**Consigna 1:** Copie del texto del ejercicio el fragmento comprendido entre "La percepción de" y "a la ciudadanía.", ambos incluidos.
**Consigna 2:** Según el texto del ejercicio, ¿qué dos medicamentos pueden faltar en un momento dado en las instituciones que se habilitan o acreditan?

**Texto del ejercicio:**
La percepción de quienes no somos parte comprometida –porque no esperemos beneficio alguno de la aprobación o del naufragio de la ley- es que la idea de la meritocracia que nos quieren vender es una farsa, más cuando somos testigos del drama de los provisionales. Como farsa es un proceso de habilitación y acreditación de las instituciones de salud -que por estos tiempos se adelanta- a juzgar por los exámenes que han presentado sus trabajadores. Examen desconectado por completo de su actividad asistencial, pero profundo en el conocimiento de normas y ‘leguleyadas’. Preocupante que así se habiliten o acrediten instituciones que en un momento dado no cuentan con un acetaminofén ni una aspirina. Vaya seguridad la que dan las autoridades de salud a la ciudadanía.

**Registro de datos:**
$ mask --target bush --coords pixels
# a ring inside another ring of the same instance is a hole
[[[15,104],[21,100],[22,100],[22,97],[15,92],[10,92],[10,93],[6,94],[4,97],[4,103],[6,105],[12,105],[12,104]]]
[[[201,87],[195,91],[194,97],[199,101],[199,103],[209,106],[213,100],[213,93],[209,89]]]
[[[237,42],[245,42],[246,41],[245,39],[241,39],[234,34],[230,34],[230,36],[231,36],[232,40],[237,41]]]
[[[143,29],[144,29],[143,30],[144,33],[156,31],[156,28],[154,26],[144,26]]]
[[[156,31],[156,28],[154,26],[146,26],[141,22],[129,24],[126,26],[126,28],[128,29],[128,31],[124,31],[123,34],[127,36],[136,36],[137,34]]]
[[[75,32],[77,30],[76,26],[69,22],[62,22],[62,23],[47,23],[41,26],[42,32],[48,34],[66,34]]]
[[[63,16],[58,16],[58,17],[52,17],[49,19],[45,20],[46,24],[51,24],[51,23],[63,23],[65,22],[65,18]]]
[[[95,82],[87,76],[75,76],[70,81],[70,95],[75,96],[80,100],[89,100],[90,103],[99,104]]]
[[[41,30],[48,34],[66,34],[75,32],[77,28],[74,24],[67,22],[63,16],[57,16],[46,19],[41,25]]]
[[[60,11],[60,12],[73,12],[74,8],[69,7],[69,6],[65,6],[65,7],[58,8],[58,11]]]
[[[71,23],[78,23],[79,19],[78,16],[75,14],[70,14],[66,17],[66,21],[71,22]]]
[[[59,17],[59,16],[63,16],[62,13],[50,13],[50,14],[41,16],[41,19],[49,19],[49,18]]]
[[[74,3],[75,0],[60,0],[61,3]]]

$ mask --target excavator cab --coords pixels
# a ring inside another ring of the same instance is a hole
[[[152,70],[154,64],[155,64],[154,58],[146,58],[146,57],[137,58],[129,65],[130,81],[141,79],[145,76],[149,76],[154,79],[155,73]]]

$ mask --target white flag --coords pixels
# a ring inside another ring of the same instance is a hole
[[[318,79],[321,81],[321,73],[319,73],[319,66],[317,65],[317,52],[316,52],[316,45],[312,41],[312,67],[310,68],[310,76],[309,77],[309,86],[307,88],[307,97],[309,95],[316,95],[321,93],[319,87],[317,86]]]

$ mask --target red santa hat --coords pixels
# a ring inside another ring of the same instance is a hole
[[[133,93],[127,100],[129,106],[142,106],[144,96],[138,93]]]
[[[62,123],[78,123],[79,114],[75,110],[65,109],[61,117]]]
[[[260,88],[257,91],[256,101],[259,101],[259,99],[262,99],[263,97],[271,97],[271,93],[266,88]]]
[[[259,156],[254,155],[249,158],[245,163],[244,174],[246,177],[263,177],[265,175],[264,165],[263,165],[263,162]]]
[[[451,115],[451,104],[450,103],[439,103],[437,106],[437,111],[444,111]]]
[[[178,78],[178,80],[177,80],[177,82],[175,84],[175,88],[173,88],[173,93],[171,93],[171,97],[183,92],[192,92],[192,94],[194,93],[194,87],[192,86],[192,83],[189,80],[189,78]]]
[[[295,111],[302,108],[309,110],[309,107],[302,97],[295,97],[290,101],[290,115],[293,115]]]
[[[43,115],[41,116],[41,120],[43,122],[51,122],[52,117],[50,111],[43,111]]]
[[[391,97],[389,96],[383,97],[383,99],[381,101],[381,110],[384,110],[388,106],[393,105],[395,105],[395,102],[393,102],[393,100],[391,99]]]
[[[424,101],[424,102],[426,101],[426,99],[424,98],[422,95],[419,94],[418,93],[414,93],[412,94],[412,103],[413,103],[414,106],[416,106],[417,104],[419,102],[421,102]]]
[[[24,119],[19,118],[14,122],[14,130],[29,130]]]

**Respuesta esperada 1:**
La percepción de quienes no somos parte comprometida –porque no esperemos beneficio alguno de la aprobación o del naufragio de la ley- es que la idea de la meritocracia que nos quieren vender es una farsa, más cuando somos testigos del drama de los provisionales. Como farsa es un proceso de habilitación y acreditación de las instituciones de salud -que por estos tiempos se adelanta- a juzgar por los exámenes que han presentado sus trabajadores. Examen desconectado por completo de su actividad asistencial, pero profundo en el conocimiento de normas y ‘leguleyadas’. Preocupante que así se habiliten o acrediten instituciones que en un momento dado no cuentan con un acetaminofén ni una aspirina. Vaya seguridad la que dan las autoridades de salud a la ciudadanía.

**Respuesta esperada 2:** Un acetaminofén y una aspirina.